DIRECTIONS:
Reproduce only the lines of the records below, from the one containing "Where can the tilted" through the final line, keeping the requests as they are. Offset every number in the point coordinates by adding 91.
— begin DATA LINES —
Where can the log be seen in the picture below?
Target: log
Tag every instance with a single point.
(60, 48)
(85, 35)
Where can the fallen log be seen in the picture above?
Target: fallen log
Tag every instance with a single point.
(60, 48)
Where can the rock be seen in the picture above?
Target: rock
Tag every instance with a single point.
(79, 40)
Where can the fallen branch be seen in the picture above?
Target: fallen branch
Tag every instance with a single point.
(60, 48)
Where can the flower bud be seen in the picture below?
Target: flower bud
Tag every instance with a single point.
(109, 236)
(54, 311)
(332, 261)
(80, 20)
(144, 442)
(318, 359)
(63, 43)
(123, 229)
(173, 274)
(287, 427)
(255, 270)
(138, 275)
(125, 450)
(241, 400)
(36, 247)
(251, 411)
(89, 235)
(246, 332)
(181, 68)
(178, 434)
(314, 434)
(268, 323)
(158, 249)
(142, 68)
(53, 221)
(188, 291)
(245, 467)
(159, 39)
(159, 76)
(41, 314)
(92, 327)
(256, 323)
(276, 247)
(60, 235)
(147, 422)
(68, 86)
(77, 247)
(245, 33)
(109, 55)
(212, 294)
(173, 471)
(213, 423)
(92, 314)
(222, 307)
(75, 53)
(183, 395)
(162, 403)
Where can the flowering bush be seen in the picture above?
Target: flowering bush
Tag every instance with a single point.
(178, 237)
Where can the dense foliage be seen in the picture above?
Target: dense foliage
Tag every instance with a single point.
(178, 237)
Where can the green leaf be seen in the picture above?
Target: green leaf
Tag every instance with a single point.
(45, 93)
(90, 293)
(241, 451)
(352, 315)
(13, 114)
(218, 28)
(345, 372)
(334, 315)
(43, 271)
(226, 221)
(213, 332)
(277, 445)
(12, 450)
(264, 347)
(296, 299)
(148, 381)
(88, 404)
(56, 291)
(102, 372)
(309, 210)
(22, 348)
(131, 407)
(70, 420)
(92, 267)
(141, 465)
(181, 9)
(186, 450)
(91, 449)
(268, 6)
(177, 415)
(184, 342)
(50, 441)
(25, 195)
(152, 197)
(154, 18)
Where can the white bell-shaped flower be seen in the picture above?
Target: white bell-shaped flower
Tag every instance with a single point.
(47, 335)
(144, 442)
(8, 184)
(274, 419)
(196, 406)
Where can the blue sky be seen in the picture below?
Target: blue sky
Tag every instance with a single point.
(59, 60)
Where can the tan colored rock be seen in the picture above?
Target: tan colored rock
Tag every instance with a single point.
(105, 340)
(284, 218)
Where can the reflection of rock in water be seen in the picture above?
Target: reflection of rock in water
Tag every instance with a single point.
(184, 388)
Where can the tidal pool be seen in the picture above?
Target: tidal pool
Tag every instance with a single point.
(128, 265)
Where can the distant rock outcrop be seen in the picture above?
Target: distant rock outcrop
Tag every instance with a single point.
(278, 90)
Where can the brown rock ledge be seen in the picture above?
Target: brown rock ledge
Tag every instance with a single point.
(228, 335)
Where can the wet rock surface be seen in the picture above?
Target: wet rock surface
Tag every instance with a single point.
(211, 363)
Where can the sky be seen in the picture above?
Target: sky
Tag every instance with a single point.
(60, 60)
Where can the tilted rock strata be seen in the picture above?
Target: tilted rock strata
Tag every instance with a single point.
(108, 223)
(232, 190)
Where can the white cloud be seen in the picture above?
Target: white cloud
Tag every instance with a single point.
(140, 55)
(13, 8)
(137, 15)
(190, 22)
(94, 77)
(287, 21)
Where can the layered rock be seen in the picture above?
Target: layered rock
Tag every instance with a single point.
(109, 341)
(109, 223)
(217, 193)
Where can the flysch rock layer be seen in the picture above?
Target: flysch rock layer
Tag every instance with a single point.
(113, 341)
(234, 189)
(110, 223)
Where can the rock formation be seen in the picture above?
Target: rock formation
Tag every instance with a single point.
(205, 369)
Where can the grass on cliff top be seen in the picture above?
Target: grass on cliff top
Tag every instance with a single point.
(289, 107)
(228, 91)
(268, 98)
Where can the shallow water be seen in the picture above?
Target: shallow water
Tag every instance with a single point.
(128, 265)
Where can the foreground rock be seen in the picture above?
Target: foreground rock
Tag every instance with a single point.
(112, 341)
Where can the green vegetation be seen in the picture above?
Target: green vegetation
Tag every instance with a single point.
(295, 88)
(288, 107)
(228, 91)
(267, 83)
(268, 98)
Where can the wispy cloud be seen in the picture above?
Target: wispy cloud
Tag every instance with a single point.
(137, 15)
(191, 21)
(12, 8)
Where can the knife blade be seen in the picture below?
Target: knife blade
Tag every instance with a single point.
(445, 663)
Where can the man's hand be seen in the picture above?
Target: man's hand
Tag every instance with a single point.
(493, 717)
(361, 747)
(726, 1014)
— end DATA LINES —
EXERCISE ANSWER:
Where can the tilted rock strata be seen in the picture above?
Target: tilted rock strata
Tag every instance with a single point.
(199, 314)
(323, 281)
Where can the white cloud be seen in the picture above?
Target: white cloud
Tag every instance with a single point.
(231, 146)
(104, 99)
(228, 106)
(281, 113)
(185, 168)
(378, 112)
Where can the layered rock be seen in the picture above?
Target: layered rock
Tag every instance with a single point.
(200, 432)
(200, 314)
(308, 284)
Where can the flysch rock layer be seen in the picture above?
Target: flysch rock layer
Tag every instance with a single point.
(204, 432)
(325, 280)
(201, 314)
Where can the rock formation be seen in the picture above?
Target: rock formation
Tag every instance with a single point.
(296, 460)
Where can the grass on cliff top be seen in the picture above?
Target: grass on cliff top
Tag every instance with a single point.
(380, 198)
(319, 182)
(359, 189)
Where can the shallow water be seen in the picture above?
Target: shallow water
Tag every instance with a single point.
(219, 356)
Where can the foreground rock be seen in the picture above?
Target: foreground rock
Tag every instance with a single point.
(203, 432)
Where can the green vegetation be seen in the picture above?
Target: green vegetation
Tag every instance with a single point.
(386, 179)
(379, 198)
(319, 182)
(358, 174)
(359, 189)
Where can the wispy cloud be seen in the picture above?
Target: wispy cloud
Tag every instance with a single point.
(228, 106)
(282, 112)
(103, 99)
Where can the knife blade be seen in the picture below?
Target: knife blade
Tag every instance with a single point.
(536, 754)
Where can the man's hand be seen in the picture above?
Target: man's hand
Tag every instance with a single point.
(584, 808)
(452, 838)
(817, 1105)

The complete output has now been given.